Which lines in the listing below contain the string "curtain"? Gather every such line, treating uppercase and lowercase as different.

Pointing entries for labeled objects:
* start *
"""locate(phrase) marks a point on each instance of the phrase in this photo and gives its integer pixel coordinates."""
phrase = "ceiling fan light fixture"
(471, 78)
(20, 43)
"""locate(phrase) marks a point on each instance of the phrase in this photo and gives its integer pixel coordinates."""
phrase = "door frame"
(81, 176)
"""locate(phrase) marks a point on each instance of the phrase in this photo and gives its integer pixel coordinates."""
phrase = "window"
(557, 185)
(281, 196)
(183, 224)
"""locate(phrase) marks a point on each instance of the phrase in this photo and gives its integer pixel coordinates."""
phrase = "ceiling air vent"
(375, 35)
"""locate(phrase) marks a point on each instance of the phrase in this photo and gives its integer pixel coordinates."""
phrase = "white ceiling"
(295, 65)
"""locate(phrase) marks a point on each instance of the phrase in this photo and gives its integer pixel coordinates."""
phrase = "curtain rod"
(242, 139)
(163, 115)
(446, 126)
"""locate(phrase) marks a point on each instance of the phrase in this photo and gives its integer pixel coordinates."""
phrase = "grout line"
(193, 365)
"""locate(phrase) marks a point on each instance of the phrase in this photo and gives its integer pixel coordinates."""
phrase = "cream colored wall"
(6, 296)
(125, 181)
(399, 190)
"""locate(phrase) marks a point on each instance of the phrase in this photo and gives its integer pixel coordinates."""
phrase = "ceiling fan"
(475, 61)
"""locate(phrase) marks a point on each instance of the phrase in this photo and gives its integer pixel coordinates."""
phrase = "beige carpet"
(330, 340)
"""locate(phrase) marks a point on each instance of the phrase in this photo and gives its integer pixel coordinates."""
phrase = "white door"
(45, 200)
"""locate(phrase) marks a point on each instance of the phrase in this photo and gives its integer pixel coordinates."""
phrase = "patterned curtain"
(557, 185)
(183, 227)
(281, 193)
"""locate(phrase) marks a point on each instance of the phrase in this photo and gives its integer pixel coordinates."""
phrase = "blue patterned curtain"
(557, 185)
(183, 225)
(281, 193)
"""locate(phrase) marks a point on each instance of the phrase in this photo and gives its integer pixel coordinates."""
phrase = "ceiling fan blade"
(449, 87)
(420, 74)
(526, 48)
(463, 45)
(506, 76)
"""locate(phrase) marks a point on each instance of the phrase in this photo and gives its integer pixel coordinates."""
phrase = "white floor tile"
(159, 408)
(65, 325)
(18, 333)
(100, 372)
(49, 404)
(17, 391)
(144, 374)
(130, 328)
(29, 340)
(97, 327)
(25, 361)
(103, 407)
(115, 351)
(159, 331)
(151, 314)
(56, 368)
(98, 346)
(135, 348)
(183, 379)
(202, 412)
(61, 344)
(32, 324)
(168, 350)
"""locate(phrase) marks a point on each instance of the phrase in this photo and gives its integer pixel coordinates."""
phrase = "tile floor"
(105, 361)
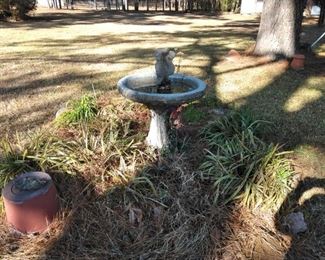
* end *
Correct output:
phrase = "curtain rod"
phrase = "patterned curtain"
phrase = "blue patterned curtain"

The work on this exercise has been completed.